** Your assignment **
Your job is to set down the stretch of entries that opens with the line containing "the white advertising" and closes with the line containing "Q: Where is a point on each instance of the stadium". Keep both end lines, copy each exactly, and add nothing.

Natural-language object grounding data
-- Opening Marker --
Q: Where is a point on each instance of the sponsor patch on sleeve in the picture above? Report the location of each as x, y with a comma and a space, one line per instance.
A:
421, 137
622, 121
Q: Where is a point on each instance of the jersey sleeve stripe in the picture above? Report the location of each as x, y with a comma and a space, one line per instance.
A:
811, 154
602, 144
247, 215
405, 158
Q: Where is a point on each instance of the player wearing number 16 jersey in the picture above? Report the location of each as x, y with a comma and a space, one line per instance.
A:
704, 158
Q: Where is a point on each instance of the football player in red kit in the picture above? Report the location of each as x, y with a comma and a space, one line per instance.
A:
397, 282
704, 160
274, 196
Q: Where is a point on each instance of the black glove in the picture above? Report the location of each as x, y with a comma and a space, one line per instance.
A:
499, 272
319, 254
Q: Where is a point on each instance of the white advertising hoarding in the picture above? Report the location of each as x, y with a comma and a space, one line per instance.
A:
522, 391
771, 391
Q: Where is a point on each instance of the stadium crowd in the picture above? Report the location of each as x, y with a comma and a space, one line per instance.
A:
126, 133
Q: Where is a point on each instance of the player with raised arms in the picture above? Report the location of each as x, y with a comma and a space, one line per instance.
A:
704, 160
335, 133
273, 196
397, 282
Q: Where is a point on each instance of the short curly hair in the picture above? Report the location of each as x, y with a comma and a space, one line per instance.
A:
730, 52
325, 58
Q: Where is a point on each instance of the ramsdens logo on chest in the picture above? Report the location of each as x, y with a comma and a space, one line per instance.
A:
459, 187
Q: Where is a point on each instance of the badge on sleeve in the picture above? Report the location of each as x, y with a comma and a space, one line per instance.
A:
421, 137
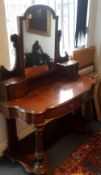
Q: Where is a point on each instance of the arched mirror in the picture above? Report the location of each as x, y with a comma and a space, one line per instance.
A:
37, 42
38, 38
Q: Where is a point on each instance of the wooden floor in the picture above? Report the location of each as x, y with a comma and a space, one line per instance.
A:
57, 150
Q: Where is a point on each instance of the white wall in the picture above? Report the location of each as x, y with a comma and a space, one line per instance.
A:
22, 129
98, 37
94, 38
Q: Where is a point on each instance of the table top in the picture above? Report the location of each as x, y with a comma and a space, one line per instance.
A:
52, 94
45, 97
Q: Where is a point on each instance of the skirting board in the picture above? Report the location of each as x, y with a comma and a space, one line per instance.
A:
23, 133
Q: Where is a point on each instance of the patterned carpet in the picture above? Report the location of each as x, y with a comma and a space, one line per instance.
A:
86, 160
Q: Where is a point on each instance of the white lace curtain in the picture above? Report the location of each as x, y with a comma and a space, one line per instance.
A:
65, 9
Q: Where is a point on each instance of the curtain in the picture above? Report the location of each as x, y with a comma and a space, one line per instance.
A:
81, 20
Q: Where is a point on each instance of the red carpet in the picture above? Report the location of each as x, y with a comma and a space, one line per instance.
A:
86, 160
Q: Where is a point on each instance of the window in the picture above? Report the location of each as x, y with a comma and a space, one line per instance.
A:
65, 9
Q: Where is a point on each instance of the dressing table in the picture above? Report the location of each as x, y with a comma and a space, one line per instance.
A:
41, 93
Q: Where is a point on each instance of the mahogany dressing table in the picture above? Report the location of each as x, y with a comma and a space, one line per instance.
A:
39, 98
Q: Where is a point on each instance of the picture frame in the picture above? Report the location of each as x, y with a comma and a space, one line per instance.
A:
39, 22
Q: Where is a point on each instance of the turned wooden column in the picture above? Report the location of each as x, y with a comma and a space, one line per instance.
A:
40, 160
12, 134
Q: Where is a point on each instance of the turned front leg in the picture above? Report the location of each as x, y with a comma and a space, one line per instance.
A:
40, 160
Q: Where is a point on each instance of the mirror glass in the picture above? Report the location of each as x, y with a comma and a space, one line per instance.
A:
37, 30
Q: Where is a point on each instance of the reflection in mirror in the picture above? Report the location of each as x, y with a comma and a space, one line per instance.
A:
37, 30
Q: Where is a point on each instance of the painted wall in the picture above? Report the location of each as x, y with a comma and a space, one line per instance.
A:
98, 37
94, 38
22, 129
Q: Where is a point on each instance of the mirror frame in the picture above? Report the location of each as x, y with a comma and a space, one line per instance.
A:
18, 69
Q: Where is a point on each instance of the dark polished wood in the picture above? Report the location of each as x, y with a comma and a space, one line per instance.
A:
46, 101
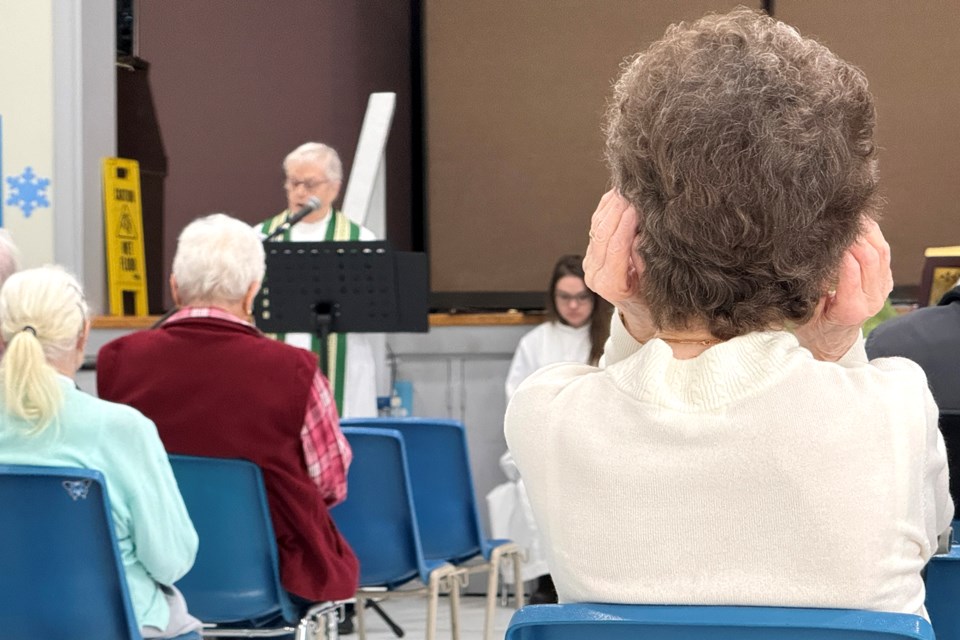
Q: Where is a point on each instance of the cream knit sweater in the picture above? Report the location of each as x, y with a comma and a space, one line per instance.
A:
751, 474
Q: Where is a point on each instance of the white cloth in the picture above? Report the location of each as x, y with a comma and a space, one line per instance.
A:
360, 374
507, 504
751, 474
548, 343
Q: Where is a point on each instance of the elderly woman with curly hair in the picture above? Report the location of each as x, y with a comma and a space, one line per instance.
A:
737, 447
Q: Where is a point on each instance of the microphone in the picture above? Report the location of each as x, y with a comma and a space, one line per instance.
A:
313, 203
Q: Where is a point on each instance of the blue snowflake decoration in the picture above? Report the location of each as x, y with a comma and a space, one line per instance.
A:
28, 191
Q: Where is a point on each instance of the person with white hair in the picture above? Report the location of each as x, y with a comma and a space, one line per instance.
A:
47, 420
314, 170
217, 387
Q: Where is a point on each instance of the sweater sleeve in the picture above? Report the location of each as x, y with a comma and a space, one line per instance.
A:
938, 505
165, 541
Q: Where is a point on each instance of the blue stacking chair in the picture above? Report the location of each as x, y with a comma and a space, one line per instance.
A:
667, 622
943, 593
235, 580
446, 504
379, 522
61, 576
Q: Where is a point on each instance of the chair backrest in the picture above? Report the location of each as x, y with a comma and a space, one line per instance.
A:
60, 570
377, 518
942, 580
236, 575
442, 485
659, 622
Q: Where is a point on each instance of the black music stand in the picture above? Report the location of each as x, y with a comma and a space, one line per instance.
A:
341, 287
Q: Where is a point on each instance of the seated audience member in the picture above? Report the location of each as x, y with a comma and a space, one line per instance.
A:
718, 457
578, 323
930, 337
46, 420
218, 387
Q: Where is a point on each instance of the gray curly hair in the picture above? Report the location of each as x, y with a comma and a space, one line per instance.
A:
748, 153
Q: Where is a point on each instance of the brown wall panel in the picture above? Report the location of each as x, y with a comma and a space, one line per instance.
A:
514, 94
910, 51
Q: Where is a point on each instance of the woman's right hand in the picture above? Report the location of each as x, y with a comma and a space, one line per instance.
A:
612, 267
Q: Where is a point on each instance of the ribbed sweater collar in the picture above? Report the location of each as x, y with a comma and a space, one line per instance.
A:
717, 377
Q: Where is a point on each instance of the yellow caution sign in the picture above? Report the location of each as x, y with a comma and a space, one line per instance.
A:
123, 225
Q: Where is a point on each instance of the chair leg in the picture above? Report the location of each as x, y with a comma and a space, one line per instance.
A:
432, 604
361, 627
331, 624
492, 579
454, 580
-- Closing Marker --
-- Opening Marker --
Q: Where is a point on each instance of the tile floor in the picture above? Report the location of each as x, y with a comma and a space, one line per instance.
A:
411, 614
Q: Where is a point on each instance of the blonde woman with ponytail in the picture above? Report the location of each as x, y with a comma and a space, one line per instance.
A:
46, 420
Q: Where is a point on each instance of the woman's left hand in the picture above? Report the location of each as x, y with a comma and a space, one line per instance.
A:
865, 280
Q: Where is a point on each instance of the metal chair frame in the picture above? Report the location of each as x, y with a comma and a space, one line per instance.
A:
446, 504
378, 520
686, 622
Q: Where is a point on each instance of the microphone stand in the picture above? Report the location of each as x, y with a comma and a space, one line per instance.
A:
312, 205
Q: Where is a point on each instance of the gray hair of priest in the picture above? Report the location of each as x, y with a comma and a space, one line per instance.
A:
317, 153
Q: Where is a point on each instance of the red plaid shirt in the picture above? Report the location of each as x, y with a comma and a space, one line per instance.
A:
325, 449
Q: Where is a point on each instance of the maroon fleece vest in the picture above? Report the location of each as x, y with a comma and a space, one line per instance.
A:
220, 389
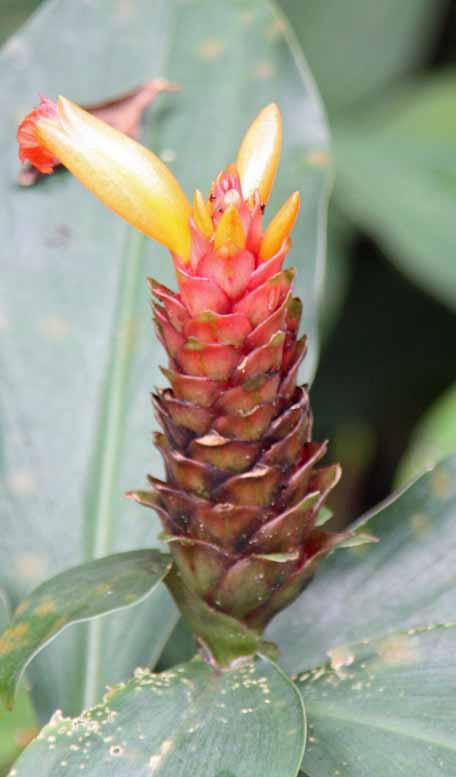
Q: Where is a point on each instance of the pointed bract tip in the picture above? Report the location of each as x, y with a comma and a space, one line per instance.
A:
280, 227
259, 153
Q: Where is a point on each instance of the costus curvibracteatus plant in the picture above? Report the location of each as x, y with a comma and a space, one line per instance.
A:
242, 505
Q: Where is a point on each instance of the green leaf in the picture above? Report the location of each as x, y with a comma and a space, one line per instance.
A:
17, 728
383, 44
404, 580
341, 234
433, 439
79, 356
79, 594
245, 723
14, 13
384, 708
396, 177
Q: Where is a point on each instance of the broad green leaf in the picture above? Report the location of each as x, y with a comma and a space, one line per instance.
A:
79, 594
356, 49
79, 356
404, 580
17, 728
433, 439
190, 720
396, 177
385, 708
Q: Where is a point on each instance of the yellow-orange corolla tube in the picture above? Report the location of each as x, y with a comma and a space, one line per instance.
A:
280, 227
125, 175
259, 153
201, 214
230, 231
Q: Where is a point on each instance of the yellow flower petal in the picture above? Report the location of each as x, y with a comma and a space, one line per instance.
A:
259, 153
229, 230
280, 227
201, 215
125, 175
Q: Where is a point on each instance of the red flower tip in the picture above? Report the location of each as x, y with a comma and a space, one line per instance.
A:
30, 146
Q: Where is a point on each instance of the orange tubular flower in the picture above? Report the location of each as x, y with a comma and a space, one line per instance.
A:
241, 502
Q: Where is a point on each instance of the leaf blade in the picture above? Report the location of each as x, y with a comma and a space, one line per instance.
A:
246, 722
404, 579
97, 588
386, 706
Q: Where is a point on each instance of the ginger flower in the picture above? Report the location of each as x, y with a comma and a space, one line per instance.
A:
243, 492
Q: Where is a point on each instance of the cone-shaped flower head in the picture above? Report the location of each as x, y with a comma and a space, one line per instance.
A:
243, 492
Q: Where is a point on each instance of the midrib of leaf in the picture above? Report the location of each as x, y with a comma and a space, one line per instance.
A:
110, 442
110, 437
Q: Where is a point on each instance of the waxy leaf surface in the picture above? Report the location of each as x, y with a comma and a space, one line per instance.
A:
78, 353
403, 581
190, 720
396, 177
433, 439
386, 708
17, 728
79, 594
-- Closing Marker --
** Exercise answer **
Q: Where is a point on each instance of the white advertising hoarding in the picture above? Report the location of each as x, y with a comma and a space, one line per instance.
A:
522, 391
771, 391
Q: Where is a point on each instance of the stadium crowd in the picture above? Report the location of each as x, y with a comma and a space, one line per instance.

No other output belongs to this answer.